Acerca del sentido del sentido
Prometo no extraviarme en meandros etimológicos. Casi cualquier palabra, sometida a un escrutinio excesivo, termina por perder su significación. Pero el planteo sigue siendo válido, pese a que parece un trabalenguas. Con cada crisis, grande o pequeña, incluso por causa de un mal día, que todos los tenemos, porque un amigo nos dio un golpe bajo que no aguardábamos o acaso porque la química blanda de la que somos esclavos nos infundió tristeza, tendemos a preguntarnos por el sentido de la vida. Nos han dado un millón de respuestas, desde las más inspiradas a las más elocuentes, desde las apaciguadoras a las cursis, que abundan; por lo tanto, no tenemos ninguna respuesta.

▶ _Qué hacer_:
1. Copia, por favor, el pasaje del fragmento entre "Acerca del sentido" y "tenemos ninguna respuesta.", ambos incluidos.
2. Según el fragmento, ¿qué termina por ocurrirle a casi cualquier palabra sometida a un escrutinio excesivo?
Los datos no son necesarios.

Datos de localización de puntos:
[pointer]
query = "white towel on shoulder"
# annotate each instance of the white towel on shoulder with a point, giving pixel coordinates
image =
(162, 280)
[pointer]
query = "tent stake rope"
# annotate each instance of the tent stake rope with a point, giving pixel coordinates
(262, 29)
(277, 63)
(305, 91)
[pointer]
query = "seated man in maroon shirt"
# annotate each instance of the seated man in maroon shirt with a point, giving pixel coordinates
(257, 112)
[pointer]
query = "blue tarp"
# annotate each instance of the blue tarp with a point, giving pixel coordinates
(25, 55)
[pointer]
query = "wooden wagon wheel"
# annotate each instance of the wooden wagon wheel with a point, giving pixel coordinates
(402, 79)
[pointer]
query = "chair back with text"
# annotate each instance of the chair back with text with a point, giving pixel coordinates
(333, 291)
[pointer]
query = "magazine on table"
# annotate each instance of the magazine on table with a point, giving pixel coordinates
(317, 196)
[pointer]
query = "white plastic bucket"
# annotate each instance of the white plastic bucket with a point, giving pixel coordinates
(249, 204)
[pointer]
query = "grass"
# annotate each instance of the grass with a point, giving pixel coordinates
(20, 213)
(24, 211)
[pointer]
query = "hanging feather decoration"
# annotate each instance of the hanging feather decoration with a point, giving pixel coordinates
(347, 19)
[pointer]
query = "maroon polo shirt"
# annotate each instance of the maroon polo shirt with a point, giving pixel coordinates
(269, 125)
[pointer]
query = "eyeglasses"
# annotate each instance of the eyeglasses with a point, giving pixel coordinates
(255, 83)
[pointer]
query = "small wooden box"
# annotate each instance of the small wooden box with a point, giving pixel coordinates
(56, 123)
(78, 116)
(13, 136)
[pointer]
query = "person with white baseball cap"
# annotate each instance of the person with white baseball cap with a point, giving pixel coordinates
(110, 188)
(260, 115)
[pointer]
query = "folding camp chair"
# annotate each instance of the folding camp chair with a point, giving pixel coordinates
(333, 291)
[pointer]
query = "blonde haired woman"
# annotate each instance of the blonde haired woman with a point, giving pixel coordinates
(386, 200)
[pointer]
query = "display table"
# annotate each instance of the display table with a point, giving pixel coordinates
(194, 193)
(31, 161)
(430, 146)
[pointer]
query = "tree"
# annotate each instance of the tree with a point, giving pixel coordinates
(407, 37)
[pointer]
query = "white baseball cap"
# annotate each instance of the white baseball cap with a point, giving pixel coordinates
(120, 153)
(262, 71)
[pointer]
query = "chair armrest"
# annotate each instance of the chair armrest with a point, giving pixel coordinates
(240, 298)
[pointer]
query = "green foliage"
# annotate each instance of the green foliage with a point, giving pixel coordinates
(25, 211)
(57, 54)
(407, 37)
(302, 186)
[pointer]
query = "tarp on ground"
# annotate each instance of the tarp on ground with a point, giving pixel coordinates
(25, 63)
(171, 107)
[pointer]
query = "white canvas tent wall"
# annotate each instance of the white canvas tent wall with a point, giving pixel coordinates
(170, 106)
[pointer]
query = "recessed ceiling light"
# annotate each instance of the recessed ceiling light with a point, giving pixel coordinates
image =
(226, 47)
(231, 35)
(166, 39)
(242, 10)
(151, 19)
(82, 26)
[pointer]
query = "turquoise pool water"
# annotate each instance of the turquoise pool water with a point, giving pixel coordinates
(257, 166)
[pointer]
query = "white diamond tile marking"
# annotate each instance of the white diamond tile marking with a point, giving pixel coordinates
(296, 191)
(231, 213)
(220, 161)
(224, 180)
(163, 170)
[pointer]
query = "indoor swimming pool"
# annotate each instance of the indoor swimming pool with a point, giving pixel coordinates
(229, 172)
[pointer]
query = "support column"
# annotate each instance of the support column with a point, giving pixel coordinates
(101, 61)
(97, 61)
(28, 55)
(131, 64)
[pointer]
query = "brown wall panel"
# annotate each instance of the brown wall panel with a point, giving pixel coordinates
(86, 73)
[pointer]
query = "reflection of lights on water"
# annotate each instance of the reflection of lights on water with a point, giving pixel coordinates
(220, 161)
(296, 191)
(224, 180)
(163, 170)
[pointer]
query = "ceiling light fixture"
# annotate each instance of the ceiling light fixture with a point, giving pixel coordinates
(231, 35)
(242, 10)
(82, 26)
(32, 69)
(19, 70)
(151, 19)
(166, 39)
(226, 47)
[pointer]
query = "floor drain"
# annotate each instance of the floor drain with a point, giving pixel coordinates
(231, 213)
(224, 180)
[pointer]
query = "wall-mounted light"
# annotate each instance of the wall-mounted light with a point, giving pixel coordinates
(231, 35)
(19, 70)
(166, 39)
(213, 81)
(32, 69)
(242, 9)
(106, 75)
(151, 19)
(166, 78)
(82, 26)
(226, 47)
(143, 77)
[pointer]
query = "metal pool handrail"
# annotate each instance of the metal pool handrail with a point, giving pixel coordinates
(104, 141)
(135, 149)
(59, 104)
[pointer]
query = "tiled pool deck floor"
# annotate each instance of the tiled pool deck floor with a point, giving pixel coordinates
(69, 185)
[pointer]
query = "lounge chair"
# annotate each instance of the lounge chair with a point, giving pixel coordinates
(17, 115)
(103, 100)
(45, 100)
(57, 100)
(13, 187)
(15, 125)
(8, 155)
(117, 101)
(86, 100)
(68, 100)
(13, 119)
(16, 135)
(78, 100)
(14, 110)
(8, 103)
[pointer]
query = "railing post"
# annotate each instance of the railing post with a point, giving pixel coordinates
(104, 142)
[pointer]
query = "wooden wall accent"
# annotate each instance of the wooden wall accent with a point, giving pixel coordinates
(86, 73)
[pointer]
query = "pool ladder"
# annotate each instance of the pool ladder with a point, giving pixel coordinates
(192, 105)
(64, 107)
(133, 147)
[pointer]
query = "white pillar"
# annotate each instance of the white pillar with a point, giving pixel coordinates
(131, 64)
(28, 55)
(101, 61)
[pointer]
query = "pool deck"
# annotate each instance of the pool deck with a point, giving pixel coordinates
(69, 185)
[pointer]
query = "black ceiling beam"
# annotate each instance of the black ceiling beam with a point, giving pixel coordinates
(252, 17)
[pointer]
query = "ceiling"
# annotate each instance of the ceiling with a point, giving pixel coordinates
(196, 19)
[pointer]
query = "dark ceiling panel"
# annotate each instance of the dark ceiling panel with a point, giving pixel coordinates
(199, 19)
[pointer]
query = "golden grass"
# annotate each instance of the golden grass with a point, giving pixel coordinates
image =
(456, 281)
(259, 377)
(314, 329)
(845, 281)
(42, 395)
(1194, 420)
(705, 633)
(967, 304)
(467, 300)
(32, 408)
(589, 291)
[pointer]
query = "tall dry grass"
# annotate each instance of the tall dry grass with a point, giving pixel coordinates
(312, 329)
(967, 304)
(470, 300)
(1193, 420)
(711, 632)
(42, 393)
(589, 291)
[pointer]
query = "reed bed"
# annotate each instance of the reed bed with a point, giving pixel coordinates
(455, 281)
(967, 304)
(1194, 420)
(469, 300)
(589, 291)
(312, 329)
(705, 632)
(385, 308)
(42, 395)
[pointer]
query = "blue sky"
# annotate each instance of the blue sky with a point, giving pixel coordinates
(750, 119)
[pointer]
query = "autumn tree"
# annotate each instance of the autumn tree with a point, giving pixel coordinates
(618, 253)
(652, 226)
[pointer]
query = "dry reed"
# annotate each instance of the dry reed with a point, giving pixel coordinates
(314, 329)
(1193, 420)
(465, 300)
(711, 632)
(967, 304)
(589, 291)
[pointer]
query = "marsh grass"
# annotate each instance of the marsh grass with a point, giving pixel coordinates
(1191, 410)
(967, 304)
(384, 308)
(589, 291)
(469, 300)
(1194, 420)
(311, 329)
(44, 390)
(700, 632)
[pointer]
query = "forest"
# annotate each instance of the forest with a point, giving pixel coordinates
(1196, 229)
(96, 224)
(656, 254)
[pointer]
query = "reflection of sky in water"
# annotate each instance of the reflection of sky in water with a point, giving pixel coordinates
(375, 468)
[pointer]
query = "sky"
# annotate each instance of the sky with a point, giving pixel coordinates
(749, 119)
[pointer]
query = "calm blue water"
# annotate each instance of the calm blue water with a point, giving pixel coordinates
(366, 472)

▶ _Resultados del ejercicio_:
1.
Acerca del sentido del sentido
Prometo no extraviarme en meandros etimológicos. Casi cualquier palabra, sometida a un escrutinio excesivo, termina por perder su significación. Pero el planteo sigue siendo válido, pese a que parece un trabalenguas. Con cada crisis, grande o pequeña, incluso por causa de un mal día, que todos los tenemos, porque un amigo nos dio un golpe bajo que no aguardábamos o acaso porque la química blanda de la que somos esclavos nos infundió tristeza, tendemos a preguntarnos por el sentido de la vida. Nos han dado un millón de respuestas, desde las más inspiradas a las más elocuentes, desde las apaciguadoras a las cursis, que abundan; por lo tanto, no tenemos ninguna respuesta.

2. Termina por perder su significación.